> _Work order_
Repeat the listing word for word. Leave every picture out.

> _The records_
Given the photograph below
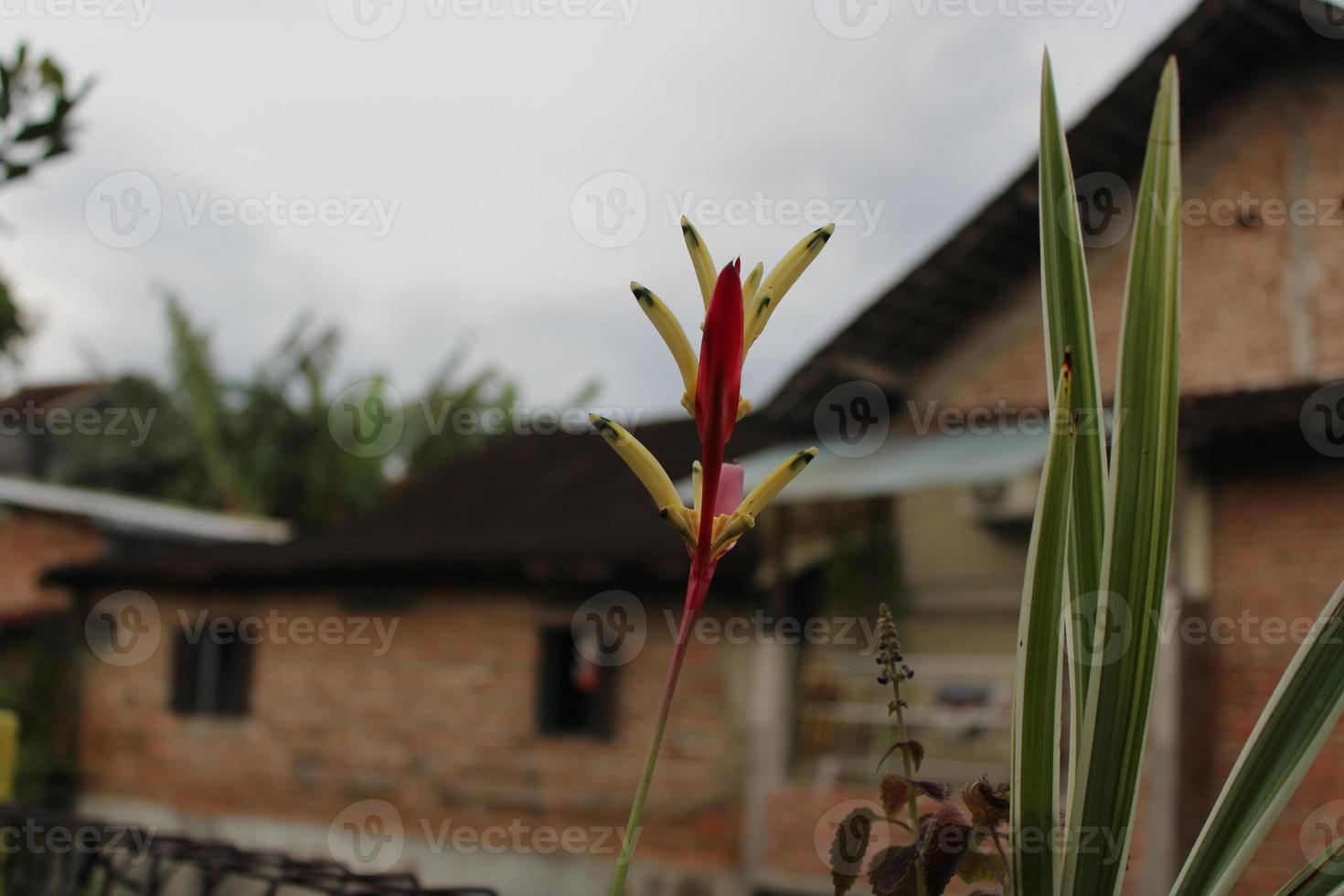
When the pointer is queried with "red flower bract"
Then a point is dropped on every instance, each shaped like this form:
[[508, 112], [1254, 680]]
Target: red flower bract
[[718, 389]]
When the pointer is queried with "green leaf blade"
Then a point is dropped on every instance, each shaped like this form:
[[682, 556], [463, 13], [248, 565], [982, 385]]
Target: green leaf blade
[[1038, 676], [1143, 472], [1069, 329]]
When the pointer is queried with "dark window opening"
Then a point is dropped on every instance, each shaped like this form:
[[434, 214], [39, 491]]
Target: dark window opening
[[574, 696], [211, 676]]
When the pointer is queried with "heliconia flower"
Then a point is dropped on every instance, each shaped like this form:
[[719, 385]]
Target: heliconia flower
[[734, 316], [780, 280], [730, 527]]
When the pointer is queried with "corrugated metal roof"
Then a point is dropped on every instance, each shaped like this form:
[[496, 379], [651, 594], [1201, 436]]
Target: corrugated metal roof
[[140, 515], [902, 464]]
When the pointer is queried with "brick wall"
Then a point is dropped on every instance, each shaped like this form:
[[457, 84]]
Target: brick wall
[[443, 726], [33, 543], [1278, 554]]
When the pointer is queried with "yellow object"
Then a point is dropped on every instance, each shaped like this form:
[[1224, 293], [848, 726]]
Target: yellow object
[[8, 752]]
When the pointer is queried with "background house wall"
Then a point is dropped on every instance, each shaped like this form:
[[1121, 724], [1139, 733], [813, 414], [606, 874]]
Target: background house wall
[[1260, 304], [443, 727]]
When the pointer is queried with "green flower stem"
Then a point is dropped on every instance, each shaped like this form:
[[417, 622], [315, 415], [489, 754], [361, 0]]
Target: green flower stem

> _Answer to this problem_
Given the photograph below
When the pointer is queried with "red flower bract"
Then a point is dropped on every instance, each shaped like this form:
[[508, 112], [1254, 680]]
Target: red flower bract
[[718, 389]]
When the pointer is queried with "green leaf blade"
Then a point is dropped on every instance, each shaped like this form:
[[682, 556], [463, 13], [248, 565], [982, 385]]
Target: green leaf blade
[[1038, 676], [1143, 472], [1069, 329]]
When the pointer is queried with "dark window opening"
Then a point is dropped on every instance, each shaped like this form:
[[434, 214], [39, 491]]
Target: dark window opening
[[574, 696], [211, 676]]
When the pointer is queried with "heliconia flower"
Then a point is dropped on every instance, each shaped like this form:
[[719, 385]]
Target: heliconia flower
[[734, 316], [780, 280], [730, 527]]
When the pointer is queried with "corrugated metal roof"
Then a point is dropped on every instance, each shaped like this form:
[[496, 379], [651, 594], [1201, 436]]
Target: corrugated metal roof
[[140, 515], [902, 464]]
When the pointer is queried with "brick wall"
Then a point is dropped on every instance, each shaped like this form:
[[457, 84]]
Target: brick wall
[[443, 726], [33, 543], [1278, 554]]
When the pointer is queried with "yellow object"
Then a point is dropped on every instance, each shaped like this form:
[[1224, 293], [848, 726]]
Target: yellow object
[[8, 752]]
When the pointer is queried with "background house wall"
Then a point is dropped on every instance, each shaped like this form:
[[1121, 724], [1139, 733], [813, 414], [606, 874]]
Target: background house wall
[[1260, 304], [443, 727]]
When the pointer is queried with "green flower stem"
Then a point is dropped on every instance, each shaped like this form:
[[417, 622], [315, 415], [489, 754], [361, 0]]
Target: green flower stem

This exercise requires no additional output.